» **WHAT THE TASK ASKS**: Find the line with "bbox: detached bumper piece" in the entries below, then reproduce it and every line after it down to and including the line with "bbox: side mirror", exactly.

Records from a data source
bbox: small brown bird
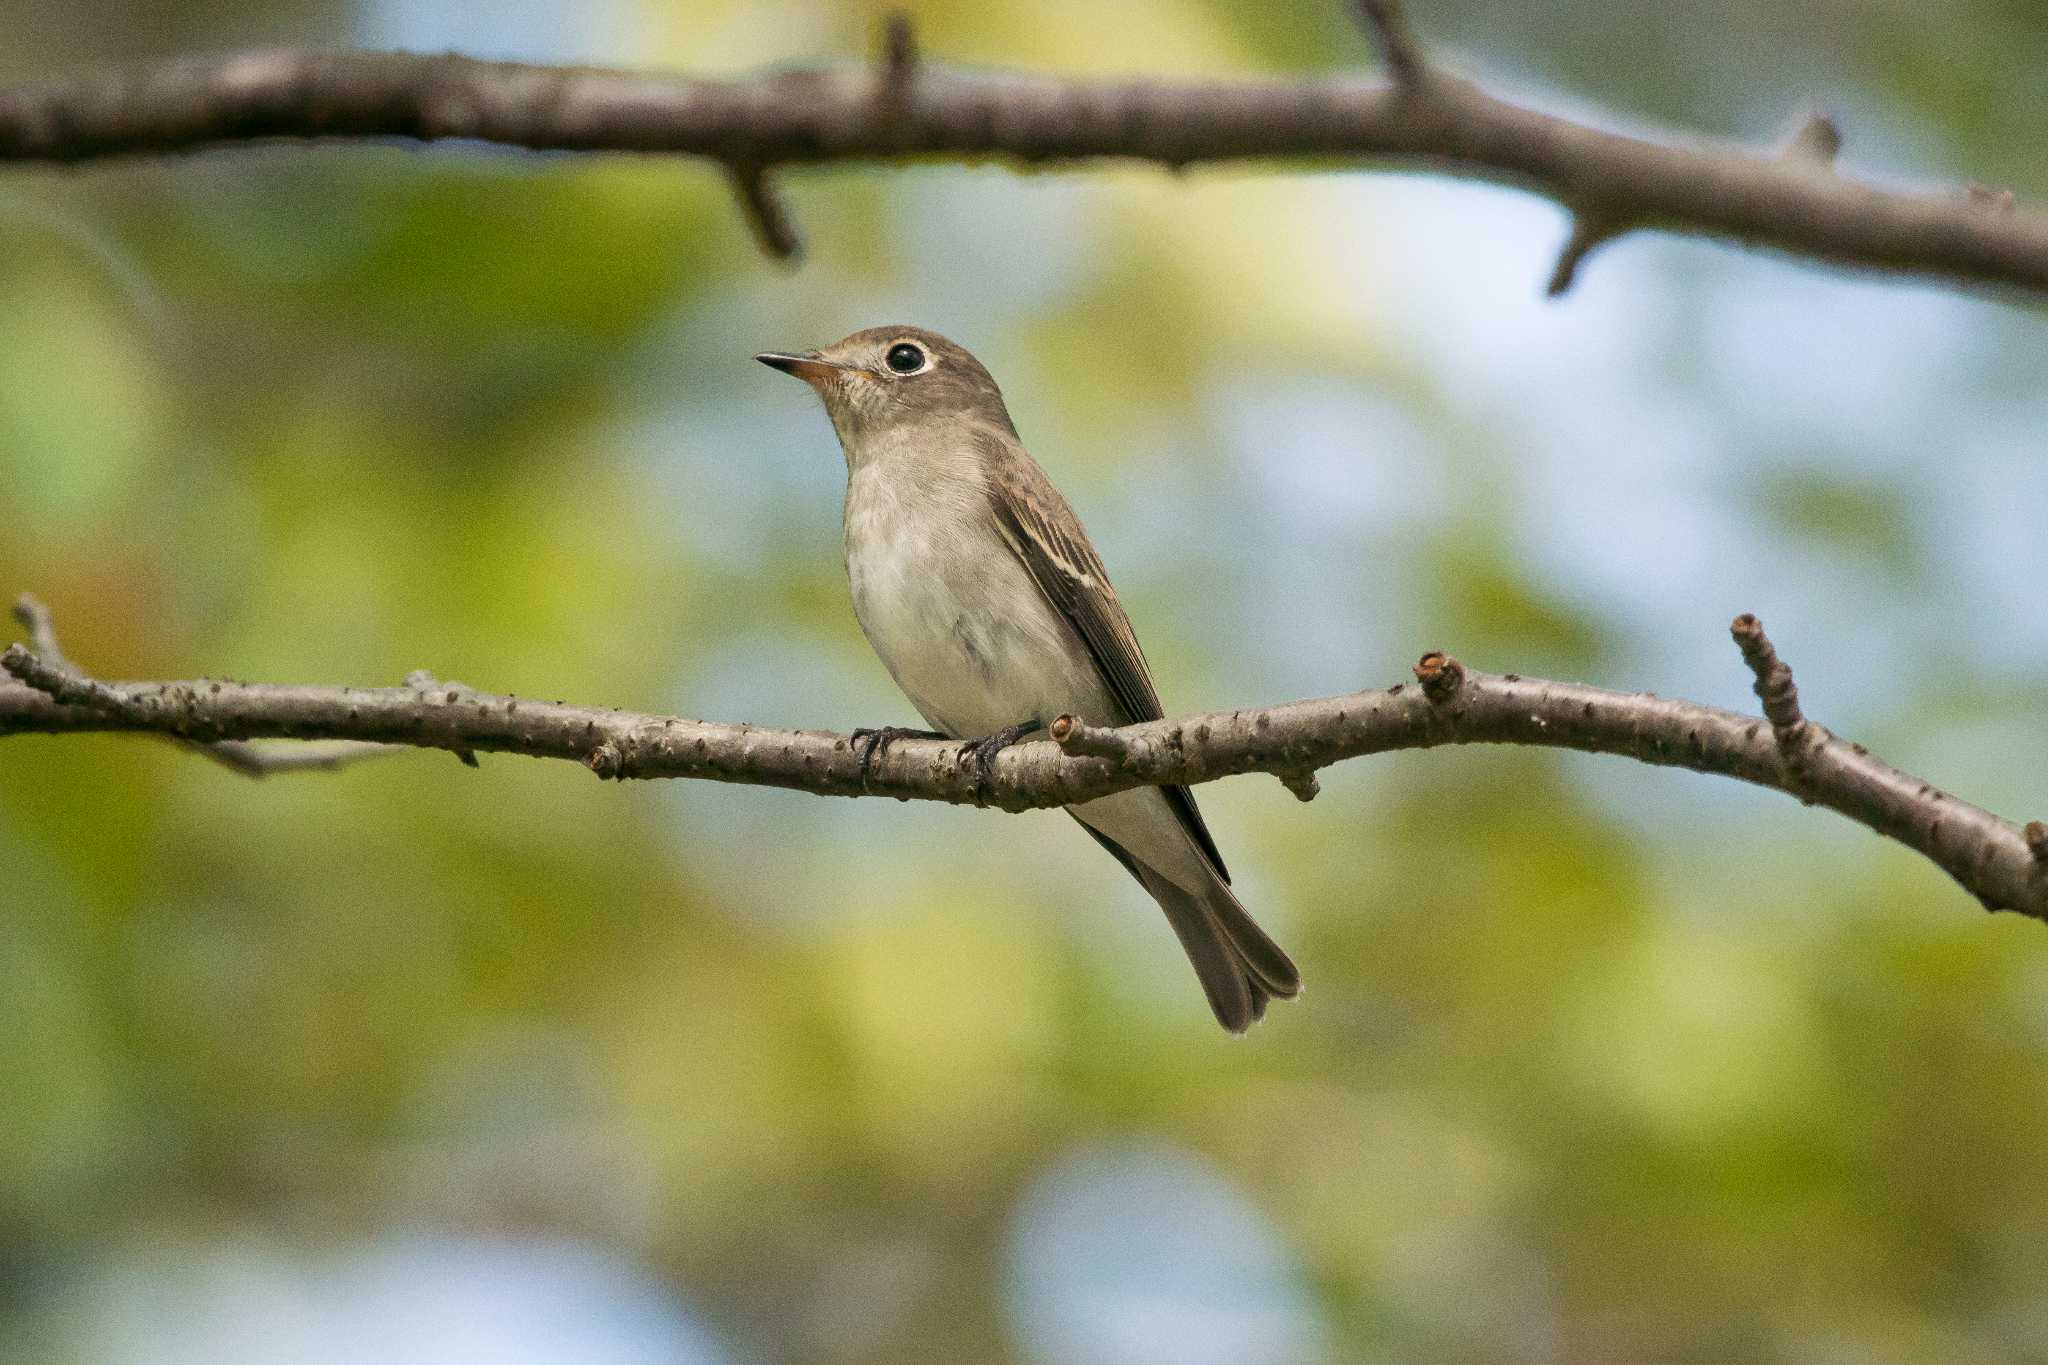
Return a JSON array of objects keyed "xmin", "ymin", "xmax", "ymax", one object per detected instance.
[{"xmin": 757, "ymin": 326, "xmax": 1300, "ymax": 1031}]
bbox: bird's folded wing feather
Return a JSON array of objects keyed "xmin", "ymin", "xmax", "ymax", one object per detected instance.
[{"xmin": 977, "ymin": 429, "xmax": 1230, "ymax": 882}]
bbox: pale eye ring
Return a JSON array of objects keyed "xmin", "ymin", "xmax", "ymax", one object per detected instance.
[{"xmin": 884, "ymin": 342, "xmax": 927, "ymax": 374}]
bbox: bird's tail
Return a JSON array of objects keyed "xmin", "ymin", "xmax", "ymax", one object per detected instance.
[
  {"xmin": 1072, "ymin": 815, "xmax": 1301, "ymax": 1033},
  {"xmin": 1139, "ymin": 864, "xmax": 1301, "ymax": 1033}
]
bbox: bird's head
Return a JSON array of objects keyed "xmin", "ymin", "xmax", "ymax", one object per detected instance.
[{"xmin": 756, "ymin": 326, "xmax": 1017, "ymax": 455}]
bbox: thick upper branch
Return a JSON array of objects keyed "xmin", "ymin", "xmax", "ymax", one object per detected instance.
[
  {"xmin": 0, "ymin": 49, "xmax": 2042, "ymax": 298},
  {"xmin": 5, "ymin": 625, "xmax": 2044, "ymax": 919}
]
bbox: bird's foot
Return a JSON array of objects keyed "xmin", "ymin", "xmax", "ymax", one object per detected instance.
[
  {"xmin": 960, "ymin": 720, "xmax": 1043, "ymax": 805},
  {"xmin": 851, "ymin": 725, "xmax": 947, "ymax": 791}
]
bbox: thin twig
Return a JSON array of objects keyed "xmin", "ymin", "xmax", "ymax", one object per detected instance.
[
  {"xmin": 1546, "ymin": 215, "xmax": 1625, "ymax": 296},
  {"xmin": 1350, "ymin": 0, "xmax": 1426, "ymax": 86},
  {"xmin": 1730, "ymin": 611, "xmax": 1815, "ymax": 796},
  {"xmin": 6, "ymin": 594, "xmax": 408, "ymax": 779},
  {"xmin": 1049, "ymin": 713, "xmax": 1129, "ymax": 760},
  {"xmin": 879, "ymin": 12, "xmax": 919, "ymax": 99},
  {"xmin": 1730, "ymin": 612, "xmax": 1806, "ymax": 732},
  {"xmin": 0, "ymin": 49, "xmax": 2040, "ymax": 297},
  {"xmin": 7, "ymin": 608, "xmax": 2045, "ymax": 919},
  {"xmin": 724, "ymin": 161, "xmax": 802, "ymax": 262},
  {"xmin": 11, "ymin": 594, "xmax": 65, "ymax": 664},
  {"xmin": 178, "ymin": 736, "xmax": 405, "ymax": 777}
]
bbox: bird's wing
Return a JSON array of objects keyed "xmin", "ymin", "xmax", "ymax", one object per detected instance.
[{"xmin": 978, "ymin": 429, "xmax": 1230, "ymax": 882}]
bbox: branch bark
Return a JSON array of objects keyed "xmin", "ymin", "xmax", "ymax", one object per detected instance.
[
  {"xmin": 8, "ymin": 594, "xmax": 405, "ymax": 778},
  {"xmin": 0, "ymin": 37, "xmax": 2042, "ymax": 299},
  {"xmin": 6, "ymin": 604, "xmax": 2044, "ymax": 919}
]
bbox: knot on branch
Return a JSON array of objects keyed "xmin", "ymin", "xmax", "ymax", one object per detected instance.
[
  {"xmin": 406, "ymin": 670, "xmax": 482, "ymax": 765},
  {"xmin": 587, "ymin": 739, "xmax": 625, "ymax": 780},
  {"xmin": 1276, "ymin": 768, "xmax": 1322, "ymax": 802},
  {"xmin": 1781, "ymin": 110, "xmax": 1842, "ymax": 167},
  {"xmin": 1414, "ymin": 650, "xmax": 1465, "ymax": 703},
  {"xmin": 1968, "ymin": 182, "xmax": 2018, "ymax": 214}
]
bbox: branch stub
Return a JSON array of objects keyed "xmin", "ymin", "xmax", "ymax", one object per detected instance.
[{"xmin": 1414, "ymin": 651, "xmax": 1465, "ymax": 702}]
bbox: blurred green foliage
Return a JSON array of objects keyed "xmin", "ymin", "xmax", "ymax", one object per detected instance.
[{"xmin": 4, "ymin": 1, "xmax": 2048, "ymax": 1362}]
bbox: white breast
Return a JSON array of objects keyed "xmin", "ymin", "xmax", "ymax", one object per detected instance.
[{"xmin": 842, "ymin": 452, "xmax": 1103, "ymax": 739}]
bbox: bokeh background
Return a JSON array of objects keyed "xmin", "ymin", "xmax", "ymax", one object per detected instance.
[{"xmin": 4, "ymin": 1, "xmax": 2048, "ymax": 1361}]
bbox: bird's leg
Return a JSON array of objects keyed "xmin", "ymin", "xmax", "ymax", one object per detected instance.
[
  {"xmin": 959, "ymin": 719, "xmax": 1044, "ymax": 804},
  {"xmin": 851, "ymin": 725, "xmax": 947, "ymax": 791}
]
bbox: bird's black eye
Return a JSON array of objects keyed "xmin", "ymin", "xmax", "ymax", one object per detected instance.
[{"xmin": 884, "ymin": 342, "xmax": 926, "ymax": 374}]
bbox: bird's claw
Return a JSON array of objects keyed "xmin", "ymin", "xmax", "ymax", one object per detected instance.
[
  {"xmin": 851, "ymin": 725, "xmax": 945, "ymax": 791},
  {"xmin": 959, "ymin": 720, "xmax": 1042, "ymax": 805}
]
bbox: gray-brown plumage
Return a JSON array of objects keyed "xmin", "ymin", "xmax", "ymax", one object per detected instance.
[{"xmin": 757, "ymin": 326, "xmax": 1299, "ymax": 1032}]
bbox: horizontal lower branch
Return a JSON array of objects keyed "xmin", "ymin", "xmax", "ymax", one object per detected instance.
[
  {"xmin": 5, "ymin": 613, "xmax": 2044, "ymax": 919},
  {"xmin": 0, "ymin": 41, "xmax": 2041, "ymax": 298}
]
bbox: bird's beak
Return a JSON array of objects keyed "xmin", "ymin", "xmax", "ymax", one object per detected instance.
[{"xmin": 755, "ymin": 351, "xmax": 855, "ymax": 385}]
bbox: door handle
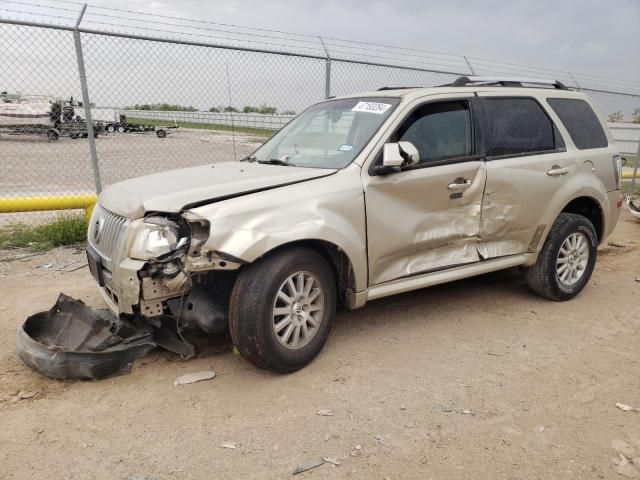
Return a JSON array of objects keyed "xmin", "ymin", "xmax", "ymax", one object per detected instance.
[
  {"xmin": 547, "ymin": 165, "xmax": 569, "ymax": 176},
  {"xmin": 448, "ymin": 179, "xmax": 472, "ymax": 190}
]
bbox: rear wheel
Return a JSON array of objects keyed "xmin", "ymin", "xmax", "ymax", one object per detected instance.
[
  {"xmin": 526, "ymin": 213, "xmax": 597, "ymax": 301},
  {"xmin": 47, "ymin": 130, "xmax": 59, "ymax": 142},
  {"xmin": 229, "ymin": 247, "xmax": 336, "ymax": 373}
]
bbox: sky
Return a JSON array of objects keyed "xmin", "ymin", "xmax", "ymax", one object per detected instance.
[
  {"xmin": 1, "ymin": 0, "xmax": 639, "ymax": 116},
  {"xmin": 91, "ymin": 0, "xmax": 639, "ymax": 82}
]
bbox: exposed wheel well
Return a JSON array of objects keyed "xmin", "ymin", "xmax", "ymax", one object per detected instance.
[
  {"xmin": 256, "ymin": 240, "xmax": 356, "ymax": 304},
  {"xmin": 561, "ymin": 197, "xmax": 604, "ymax": 242}
]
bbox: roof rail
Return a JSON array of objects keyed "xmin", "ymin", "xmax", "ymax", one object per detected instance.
[
  {"xmin": 376, "ymin": 86, "xmax": 419, "ymax": 91},
  {"xmin": 450, "ymin": 76, "xmax": 569, "ymax": 90}
]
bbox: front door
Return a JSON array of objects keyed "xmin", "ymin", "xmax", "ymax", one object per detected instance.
[{"xmin": 363, "ymin": 96, "xmax": 486, "ymax": 285}]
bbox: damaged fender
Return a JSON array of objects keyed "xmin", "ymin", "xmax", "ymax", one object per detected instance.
[{"xmin": 185, "ymin": 165, "xmax": 368, "ymax": 292}]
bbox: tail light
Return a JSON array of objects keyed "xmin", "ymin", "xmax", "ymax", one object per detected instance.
[{"xmin": 612, "ymin": 154, "xmax": 622, "ymax": 190}]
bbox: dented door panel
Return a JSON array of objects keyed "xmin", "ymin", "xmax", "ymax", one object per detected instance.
[
  {"xmin": 365, "ymin": 161, "xmax": 486, "ymax": 285},
  {"xmin": 479, "ymin": 151, "xmax": 576, "ymax": 258}
]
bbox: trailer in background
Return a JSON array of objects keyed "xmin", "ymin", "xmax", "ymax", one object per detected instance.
[
  {"xmin": 0, "ymin": 92, "xmax": 101, "ymax": 141},
  {"xmin": 104, "ymin": 114, "xmax": 176, "ymax": 138}
]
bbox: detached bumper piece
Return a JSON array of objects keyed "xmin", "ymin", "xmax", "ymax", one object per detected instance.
[{"xmin": 16, "ymin": 294, "xmax": 194, "ymax": 380}]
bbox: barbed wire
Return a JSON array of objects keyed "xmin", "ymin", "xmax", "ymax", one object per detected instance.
[{"xmin": 0, "ymin": 0, "xmax": 638, "ymax": 93}]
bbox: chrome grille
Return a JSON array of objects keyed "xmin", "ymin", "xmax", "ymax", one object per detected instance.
[{"xmin": 88, "ymin": 205, "xmax": 130, "ymax": 264}]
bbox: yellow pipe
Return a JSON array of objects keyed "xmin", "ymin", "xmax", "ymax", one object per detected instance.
[
  {"xmin": 623, "ymin": 172, "xmax": 640, "ymax": 179},
  {"xmin": 0, "ymin": 195, "xmax": 97, "ymax": 220}
]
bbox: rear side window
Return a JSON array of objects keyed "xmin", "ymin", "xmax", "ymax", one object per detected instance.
[
  {"xmin": 547, "ymin": 98, "xmax": 608, "ymax": 149},
  {"xmin": 484, "ymin": 98, "xmax": 556, "ymax": 157}
]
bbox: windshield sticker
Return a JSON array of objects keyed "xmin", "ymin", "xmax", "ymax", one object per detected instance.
[
  {"xmin": 351, "ymin": 101, "xmax": 392, "ymax": 115},
  {"xmin": 338, "ymin": 144, "xmax": 353, "ymax": 152}
]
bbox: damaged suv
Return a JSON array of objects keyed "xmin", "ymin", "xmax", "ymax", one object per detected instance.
[{"xmin": 87, "ymin": 76, "xmax": 623, "ymax": 372}]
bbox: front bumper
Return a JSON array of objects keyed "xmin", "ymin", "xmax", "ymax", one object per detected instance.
[{"xmin": 87, "ymin": 243, "xmax": 145, "ymax": 315}]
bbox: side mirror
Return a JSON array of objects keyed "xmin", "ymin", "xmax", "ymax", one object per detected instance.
[
  {"xmin": 375, "ymin": 142, "xmax": 420, "ymax": 175},
  {"xmin": 398, "ymin": 141, "xmax": 419, "ymax": 165}
]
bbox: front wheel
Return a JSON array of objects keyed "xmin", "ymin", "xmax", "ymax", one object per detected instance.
[
  {"xmin": 229, "ymin": 247, "xmax": 336, "ymax": 373},
  {"xmin": 526, "ymin": 213, "xmax": 597, "ymax": 301}
]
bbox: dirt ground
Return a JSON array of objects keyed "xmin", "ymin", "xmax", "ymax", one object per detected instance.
[{"xmin": 0, "ymin": 211, "xmax": 639, "ymax": 480}]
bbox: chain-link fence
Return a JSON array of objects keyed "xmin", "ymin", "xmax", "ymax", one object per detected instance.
[{"xmin": 1, "ymin": 2, "xmax": 640, "ymax": 224}]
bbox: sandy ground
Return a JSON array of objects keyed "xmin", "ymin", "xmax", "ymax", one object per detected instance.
[{"xmin": 0, "ymin": 211, "xmax": 639, "ymax": 480}]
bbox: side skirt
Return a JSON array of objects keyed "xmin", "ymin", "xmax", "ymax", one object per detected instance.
[{"xmin": 349, "ymin": 253, "xmax": 533, "ymax": 306}]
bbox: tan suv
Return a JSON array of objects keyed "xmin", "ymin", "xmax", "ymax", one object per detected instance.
[{"xmin": 87, "ymin": 76, "xmax": 623, "ymax": 372}]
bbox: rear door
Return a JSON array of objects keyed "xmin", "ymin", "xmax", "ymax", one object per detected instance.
[
  {"xmin": 362, "ymin": 95, "xmax": 486, "ymax": 285},
  {"xmin": 476, "ymin": 94, "xmax": 573, "ymax": 258}
]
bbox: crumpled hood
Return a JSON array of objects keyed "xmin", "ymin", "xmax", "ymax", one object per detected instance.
[{"xmin": 98, "ymin": 161, "xmax": 336, "ymax": 218}]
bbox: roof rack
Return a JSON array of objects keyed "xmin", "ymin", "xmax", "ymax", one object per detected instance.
[
  {"xmin": 376, "ymin": 86, "xmax": 419, "ymax": 91},
  {"xmin": 449, "ymin": 76, "xmax": 569, "ymax": 90}
]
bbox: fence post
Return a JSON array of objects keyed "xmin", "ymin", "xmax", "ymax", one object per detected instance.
[
  {"xmin": 319, "ymin": 36, "xmax": 331, "ymax": 99},
  {"xmin": 73, "ymin": 3, "xmax": 102, "ymax": 193},
  {"xmin": 463, "ymin": 56, "xmax": 475, "ymax": 75}
]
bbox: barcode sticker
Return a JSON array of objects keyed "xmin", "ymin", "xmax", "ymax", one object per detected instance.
[{"xmin": 351, "ymin": 101, "xmax": 392, "ymax": 114}]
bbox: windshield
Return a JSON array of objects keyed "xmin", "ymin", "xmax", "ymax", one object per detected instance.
[{"xmin": 247, "ymin": 97, "xmax": 400, "ymax": 169}]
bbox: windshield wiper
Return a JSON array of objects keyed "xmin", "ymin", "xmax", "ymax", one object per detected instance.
[
  {"xmin": 257, "ymin": 158, "xmax": 295, "ymax": 166},
  {"xmin": 240, "ymin": 155, "xmax": 256, "ymax": 162}
]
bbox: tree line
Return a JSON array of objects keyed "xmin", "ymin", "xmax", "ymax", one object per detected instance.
[
  {"xmin": 126, "ymin": 102, "xmax": 295, "ymax": 115},
  {"xmin": 608, "ymin": 108, "xmax": 640, "ymax": 123}
]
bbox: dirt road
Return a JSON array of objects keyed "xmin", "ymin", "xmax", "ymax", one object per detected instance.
[{"xmin": 1, "ymin": 211, "xmax": 639, "ymax": 479}]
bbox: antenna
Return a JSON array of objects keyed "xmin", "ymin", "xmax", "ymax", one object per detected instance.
[{"xmin": 225, "ymin": 61, "xmax": 238, "ymax": 161}]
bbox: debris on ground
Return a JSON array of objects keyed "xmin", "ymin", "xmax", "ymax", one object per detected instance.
[
  {"xmin": 219, "ymin": 442, "xmax": 237, "ymax": 449},
  {"xmin": 16, "ymin": 390, "xmax": 39, "ymax": 400},
  {"xmin": 613, "ymin": 452, "xmax": 639, "ymax": 479},
  {"xmin": 374, "ymin": 434, "xmax": 388, "ymax": 447},
  {"xmin": 612, "ymin": 439, "xmax": 636, "ymax": 458},
  {"xmin": 292, "ymin": 459, "xmax": 325, "ymax": 475},
  {"xmin": 616, "ymin": 402, "xmax": 639, "ymax": 413},
  {"xmin": 316, "ymin": 409, "xmax": 334, "ymax": 416},
  {"xmin": 16, "ymin": 294, "xmax": 194, "ymax": 380},
  {"xmin": 173, "ymin": 371, "xmax": 216, "ymax": 386},
  {"xmin": 440, "ymin": 404, "xmax": 452, "ymax": 412},
  {"xmin": 322, "ymin": 457, "xmax": 340, "ymax": 466},
  {"xmin": 461, "ymin": 409, "xmax": 474, "ymax": 415},
  {"xmin": 400, "ymin": 404, "xmax": 407, "ymax": 410},
  {"xmin": 608, "ymin": 241, "xmax": 626, "ymax": 248}
]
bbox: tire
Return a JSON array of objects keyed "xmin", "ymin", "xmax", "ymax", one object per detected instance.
[
  {"xmin": 229, "ymin": 247, "xmax": 336, "ymax": 373},
  {"xmin": 106, "ymin": 125, "xmax": 115, "ymax": 133},
  {"xmin": 117, "ymin": 125, "xmax": 125, "ymax": 133},
  {"xmin": 47, "ymin": 130, "xmax": 59, "ymax": 142},
  {"xmin": 526, "ymin": 213, "xmax": 597, "ymax": 301},
  {"xmin": 156, "ymin": 129, "xmax": 166, "ymax": 138}
]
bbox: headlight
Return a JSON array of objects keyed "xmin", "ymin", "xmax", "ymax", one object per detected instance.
[{"xmin": 130, "ymin": 217, "xmax": 182, "ymax": 260}]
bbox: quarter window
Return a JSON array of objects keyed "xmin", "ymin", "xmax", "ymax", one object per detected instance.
[
  {"xmin": 396, "ymin": 101, "xmax": 472, "ymax": 164},
  {"xmin": 547, "ymin": 98, "xmax": 608, "ymax": 149},
  {"xmin": 484, "ymin": 98, "xmax": 556, "ymax": 157}
]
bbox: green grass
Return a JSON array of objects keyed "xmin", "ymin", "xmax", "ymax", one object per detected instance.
[
  {"xmin": 126, "ymin": 117, "xmax": 275, "ymax": 138},
  {"xmin": 0, "ymin": 214, "xmax": 88, "ymax": 252}
]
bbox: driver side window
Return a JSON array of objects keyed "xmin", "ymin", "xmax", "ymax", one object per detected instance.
[{"xmin": 396, "ymin": 101, "xmax": 472, "ymax": 164}]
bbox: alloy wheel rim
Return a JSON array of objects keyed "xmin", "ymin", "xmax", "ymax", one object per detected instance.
[
  {"xmin": 556, "ymin": 232, "xmax": 589, "ymax": 286},
  {"xmin": 272, "ymin": 271, "xmax": 324, "ymax": 350}
]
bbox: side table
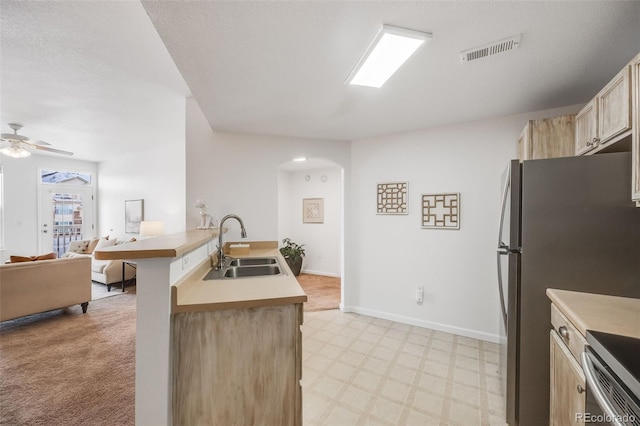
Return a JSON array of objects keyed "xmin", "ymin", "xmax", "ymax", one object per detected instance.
[{"xmin": 121, "ymin": 260, "xmax": 137, "ymax": 292}]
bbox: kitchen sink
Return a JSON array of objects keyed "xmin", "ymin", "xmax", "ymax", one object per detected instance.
[
  {"xmin": 224, "ymin": 265, "xmax": 281, "ymax": 278},
  {"xmin": 203, "ymin": 256, "xmax": 285, "ymax": 280},
  {"xmin": 229, "ymin": 257, "xmax": 277, "ymax": 267}
]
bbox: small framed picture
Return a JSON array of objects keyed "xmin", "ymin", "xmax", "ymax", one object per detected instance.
[
  {"xmin": 125, "ymin": 199, "xmax": 144, "ymax": 233},
  {"xmin": 377, "ymin": 182, "xmax": 408, "ymax": 214},
  {"xmin": 421, "ymin": 193, "xmax": 460, "ymax": 229},
  {"xmin": 303, "ymin": 198, "xmax": 324, "ymax": 223}
]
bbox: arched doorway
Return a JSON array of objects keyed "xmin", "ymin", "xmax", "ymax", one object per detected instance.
[{"xmin": 277, "ymin": 157, "xmax": 344, "ymax": 311}]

» **SOLUTION TO THE PROBLEM**:
bbox: detached bumper piece
Return a JSON array of objects keyed "xmin", "ymin", "xmax", "ymax", one object per detected instance.
[{"xmin": 16, "ymin": 294, "xmax": 194, "ymax": 380}]
bbox: barbed wire
Return a JSON array of objects keyed "xmin", "ymin", "xmax", "ymax", one object per detected instance.
[{"xmin": 0, "ymin": 0, "xmax": 638, "ymax": 93}]
bbox: chrome grille
Return a JSON array of objects keyed "xmin", "ymin", "xmax", "ymax", one object per detected instance.
[{"xmin": 88, "ymin": 205, "xmax": 130, "ymax": 264}]
bbox: yellow pipe
Return a JSON array of objects keyed "xmin", "ymin", "xmax", "ymax", one object per detected instance.
[
  {"xmin": 623, "ymin": 172, "xmax": 640, "ymax": 179},
  {"xmin": 0, "ymin": 195, "xmax": 97, "ymax": 220}
]
bbox: rear side window
Return a JSON array of objects keyed "xmin", "ymin", "xmax", "ymax", one object per detected instance.
[
  {"xmin": 547, "ymin": 98, "xmax": 608, "ymax": 149},
  {"xmin": 484, "ymin": 98, "xmax": 556, "ymax": 157}
]
bbox: windshield sticker
Return a JSON array of objects keyed "xmin", "ymin", "xmax", "ymax", one object per detected instance.
[
  {"xmin": 351, "ymin": 101, "xmax": 392, "ymax": 115},
  {"xmin": 338, "ymin": 144, "xmax": 353, "ymax": 152}
]
bbox: damaged suv
Return a JSON array of objects keyed "xmin", "ymin", "xmax", "ymax", one object per detected instance.
[{"xmin": 87, "ymin": 76, "xmax": 623, "ymax": 372}]
bbox: front bumper
Return a JSON array of objects keyed "xmin", "ymin", "xmax", "ymax", one object per detected instance.
[{"xmin": 87, "ymin": 243, "xmax": 145, "ymax": 315}]
bbox: side mirror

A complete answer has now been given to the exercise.